§ İstenenler:
- a) Bulgur Palas yazısına göre binada uzun yıllar hangi bankanın arşivi korundu?
- b) Bulgur Palas yazısını bittiği yerden alıp sürdür.

---------- Kaynak belge

1910’lu yıllarda yapımına başlanan Bulgur Palas’ın sahibi, savaş zengini ve İttihatçı “millî burjuva” Habib Bey’di. Atipik ve bölgeye aykırı mimarisiyle dikkati çeken bina, döneminde neredeyse tüm şehir manzarasına hakimdi. İBB Miras tarafından onarılan ve kültür merkezi olarak hizmete açılan Bulgur Palas’ın karanlık geçmişinden bugüne uzanan hikayesi…
Hüseyin Cahit Yalçın, 70’li yıllarda yayımlanan 7 gün dergisindeki “Tanıdıklarım” başlıklı seri yazısında, Bolu Mebusu Habib Bey’den şöyle bahsediyordu: “Güleryüzlü, canlı, nazik, girgin bir insandı. Boyu kısa ve tıknazdı. Meşrutiyet’ten sonra toplanan birinci Meclis-i Mebusan’ın ilk günlerinde, cevval hâli, iltifatlı muameleleri, mahviyet ve nezaketi ile göze çarpıyordu. Ona en çok sempati davet eden şey, arkasındaki zabit üniforması idi. İttihad ve Terakki’nin ilk kurucuları ve en büyük zahirleri genç zabitler olduğu için, Rumeli’den gelmiş bu canlı ve zeki gencin sevilmesi pek tabii idi.”
Habib Bey, İstanbul’da yaptırdığı iki büyük bina ile ünlenmiş bir tarihî kişiliktir. Biri Rumelihisarı’nda diğeri Cerrahpaşa semtinde yaptırdığı, İstanbul ahşap mimarisine aykırı iki binayla ünlenen meşhur bir İttihatçı’dır.
Uzun yıllar Osmanlı Bankası’nın arşivinin korunduğu, aynı zamanda malzeme-depo binası olarak kullanılan görkemli “Bulgur Palas”, Habib Bey tarafından yaptırtılmıştır. İstanbul’un 7 tepesinden biri olarak kabul edilen noktada inşa edilen bina, Cerrahpaşa-Davutpaşa semtinin sırtında, Langa bostanlarına bakan bir konumdadır.

--------------------
---------- Verilen bilgiler

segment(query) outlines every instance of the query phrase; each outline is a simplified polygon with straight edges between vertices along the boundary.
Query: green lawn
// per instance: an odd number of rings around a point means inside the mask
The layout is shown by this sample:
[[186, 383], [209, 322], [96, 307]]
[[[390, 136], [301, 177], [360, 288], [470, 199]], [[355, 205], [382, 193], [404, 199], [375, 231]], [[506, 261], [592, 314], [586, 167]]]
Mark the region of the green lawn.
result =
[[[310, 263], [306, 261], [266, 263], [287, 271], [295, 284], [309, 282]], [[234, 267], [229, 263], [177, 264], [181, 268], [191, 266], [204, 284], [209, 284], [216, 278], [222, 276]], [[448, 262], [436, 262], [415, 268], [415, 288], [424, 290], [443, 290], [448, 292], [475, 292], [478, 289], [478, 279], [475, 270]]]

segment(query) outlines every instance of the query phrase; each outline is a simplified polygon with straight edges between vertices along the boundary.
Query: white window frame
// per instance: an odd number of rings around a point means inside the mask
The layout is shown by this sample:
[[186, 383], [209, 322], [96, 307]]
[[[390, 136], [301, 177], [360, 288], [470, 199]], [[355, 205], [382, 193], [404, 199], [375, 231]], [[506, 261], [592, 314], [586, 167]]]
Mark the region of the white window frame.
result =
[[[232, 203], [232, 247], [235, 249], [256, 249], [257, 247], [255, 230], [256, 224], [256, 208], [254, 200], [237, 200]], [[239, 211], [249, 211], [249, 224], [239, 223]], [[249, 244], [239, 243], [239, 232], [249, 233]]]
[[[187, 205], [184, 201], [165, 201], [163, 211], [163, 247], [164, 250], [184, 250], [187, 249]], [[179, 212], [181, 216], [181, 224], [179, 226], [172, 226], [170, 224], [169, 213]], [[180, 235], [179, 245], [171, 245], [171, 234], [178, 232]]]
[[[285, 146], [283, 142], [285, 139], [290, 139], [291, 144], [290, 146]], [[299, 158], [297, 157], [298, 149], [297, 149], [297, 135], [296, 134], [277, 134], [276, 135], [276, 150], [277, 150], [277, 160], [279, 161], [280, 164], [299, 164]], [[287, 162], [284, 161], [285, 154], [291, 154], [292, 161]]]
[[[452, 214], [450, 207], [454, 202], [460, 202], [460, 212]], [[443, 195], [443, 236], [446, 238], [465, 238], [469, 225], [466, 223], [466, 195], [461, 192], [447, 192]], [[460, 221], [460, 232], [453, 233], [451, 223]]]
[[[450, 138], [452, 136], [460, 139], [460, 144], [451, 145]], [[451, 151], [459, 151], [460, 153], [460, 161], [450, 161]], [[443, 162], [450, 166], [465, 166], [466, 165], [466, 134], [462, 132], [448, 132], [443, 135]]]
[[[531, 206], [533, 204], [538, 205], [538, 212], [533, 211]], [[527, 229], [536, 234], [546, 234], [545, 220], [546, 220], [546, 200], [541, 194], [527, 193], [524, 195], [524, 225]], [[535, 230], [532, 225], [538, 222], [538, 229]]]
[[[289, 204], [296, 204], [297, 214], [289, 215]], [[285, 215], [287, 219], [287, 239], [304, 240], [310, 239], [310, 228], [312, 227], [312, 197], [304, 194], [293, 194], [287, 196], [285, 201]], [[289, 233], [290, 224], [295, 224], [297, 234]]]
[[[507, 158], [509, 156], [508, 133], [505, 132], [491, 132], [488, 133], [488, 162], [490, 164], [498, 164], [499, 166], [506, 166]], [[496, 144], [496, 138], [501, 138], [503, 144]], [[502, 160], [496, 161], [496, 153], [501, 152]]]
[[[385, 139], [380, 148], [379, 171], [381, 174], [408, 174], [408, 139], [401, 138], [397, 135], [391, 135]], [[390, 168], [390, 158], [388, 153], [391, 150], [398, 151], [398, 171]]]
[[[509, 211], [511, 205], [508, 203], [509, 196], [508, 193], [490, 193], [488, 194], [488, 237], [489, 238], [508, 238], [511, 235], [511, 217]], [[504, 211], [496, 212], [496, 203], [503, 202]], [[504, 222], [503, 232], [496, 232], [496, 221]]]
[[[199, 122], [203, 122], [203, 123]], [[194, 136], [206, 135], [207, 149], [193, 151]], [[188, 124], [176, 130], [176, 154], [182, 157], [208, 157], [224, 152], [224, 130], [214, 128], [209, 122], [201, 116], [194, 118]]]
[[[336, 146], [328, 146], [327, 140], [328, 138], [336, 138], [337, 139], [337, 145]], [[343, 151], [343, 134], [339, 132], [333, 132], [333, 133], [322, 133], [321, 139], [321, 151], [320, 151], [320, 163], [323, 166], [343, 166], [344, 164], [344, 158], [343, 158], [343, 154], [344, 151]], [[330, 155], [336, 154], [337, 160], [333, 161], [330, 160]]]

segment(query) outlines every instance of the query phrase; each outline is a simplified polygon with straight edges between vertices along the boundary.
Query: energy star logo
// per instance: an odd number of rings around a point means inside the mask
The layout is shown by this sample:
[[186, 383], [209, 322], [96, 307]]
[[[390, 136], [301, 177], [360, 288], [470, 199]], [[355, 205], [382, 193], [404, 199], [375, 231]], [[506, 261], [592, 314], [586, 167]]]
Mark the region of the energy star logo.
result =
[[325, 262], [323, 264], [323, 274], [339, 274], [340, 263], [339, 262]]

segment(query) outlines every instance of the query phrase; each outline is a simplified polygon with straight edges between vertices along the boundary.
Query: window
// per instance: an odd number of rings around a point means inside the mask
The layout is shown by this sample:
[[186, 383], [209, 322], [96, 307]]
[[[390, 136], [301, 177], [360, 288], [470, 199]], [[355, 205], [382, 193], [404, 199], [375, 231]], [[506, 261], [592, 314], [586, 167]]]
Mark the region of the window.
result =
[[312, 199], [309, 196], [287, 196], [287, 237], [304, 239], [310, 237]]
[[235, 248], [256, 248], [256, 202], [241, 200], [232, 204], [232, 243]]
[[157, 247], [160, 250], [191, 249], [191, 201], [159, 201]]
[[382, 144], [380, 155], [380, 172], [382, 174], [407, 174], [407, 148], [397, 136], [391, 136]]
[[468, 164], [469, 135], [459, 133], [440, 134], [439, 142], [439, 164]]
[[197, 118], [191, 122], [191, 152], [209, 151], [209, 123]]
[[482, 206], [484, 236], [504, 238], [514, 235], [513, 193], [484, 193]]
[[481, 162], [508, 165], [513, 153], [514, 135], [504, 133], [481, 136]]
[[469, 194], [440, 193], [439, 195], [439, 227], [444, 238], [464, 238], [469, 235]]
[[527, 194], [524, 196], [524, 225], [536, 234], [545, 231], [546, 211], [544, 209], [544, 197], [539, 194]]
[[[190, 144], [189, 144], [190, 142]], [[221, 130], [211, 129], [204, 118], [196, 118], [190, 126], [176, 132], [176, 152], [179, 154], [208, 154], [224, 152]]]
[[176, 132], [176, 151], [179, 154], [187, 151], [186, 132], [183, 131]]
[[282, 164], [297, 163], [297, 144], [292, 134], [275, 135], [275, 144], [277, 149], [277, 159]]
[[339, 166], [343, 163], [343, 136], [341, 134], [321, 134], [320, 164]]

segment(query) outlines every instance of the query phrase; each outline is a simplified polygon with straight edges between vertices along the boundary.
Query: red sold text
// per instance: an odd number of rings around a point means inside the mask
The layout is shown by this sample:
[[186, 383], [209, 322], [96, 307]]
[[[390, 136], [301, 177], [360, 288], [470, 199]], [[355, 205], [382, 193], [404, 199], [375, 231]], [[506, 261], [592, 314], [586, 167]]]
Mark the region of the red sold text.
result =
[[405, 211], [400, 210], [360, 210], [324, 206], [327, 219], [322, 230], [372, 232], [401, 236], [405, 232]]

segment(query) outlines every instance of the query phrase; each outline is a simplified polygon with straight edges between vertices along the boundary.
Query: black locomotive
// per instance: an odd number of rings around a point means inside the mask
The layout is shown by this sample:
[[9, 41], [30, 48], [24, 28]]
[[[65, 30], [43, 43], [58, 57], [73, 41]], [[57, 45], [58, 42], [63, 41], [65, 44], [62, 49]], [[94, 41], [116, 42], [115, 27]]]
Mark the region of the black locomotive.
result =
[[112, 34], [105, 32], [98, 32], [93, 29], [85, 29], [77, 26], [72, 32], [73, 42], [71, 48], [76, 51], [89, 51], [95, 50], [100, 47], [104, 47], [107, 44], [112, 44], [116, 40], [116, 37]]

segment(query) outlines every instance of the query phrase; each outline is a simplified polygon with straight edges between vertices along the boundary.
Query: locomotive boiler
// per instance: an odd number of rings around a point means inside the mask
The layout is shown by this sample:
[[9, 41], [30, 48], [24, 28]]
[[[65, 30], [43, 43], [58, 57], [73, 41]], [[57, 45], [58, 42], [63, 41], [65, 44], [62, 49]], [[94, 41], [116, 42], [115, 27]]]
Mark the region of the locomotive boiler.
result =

--------------------

§ Beklenen yanıtlar:
- a) Osmanlı Bankası'nın arşivi korundu.

- b)
1878’de Bolu’da doğan Mehmet Habib Bey, Harbiye Mektebi’ni bitirmiş bir topçu subayıdır. 1905- 1907 arasında Manastır’da İnşaat-ı Askeriye hocalığı yapmıştır. Ordu içindeki siyasi örgütlenmelere de dahil olan Mehmet Habib Bey, İttihad ve Terakki üyesi genç bir subay olarak karşımıza çıkar. Kâzım Karabekir tarafından İttihad ve Terakki’nin Manastır’daki örgütlenmesi için önerilir ve kabul görür. Burada örgüt üyesi olarak tescil edilen Habib Bey, 2. Meşrutiyet öncesi siyasi faaliyette bulunmak ve örgütlenmeyi yaygınlaştırmak için, askeriyeden izinli olarak parti tarafından Kastamonu ve Bolu bölgesine gönderilir. Burada konuşmalar yapan Habib Bey, Kastamonu İttihad ve Terakki Kulübü’nün tekrar açılmasını sağlar.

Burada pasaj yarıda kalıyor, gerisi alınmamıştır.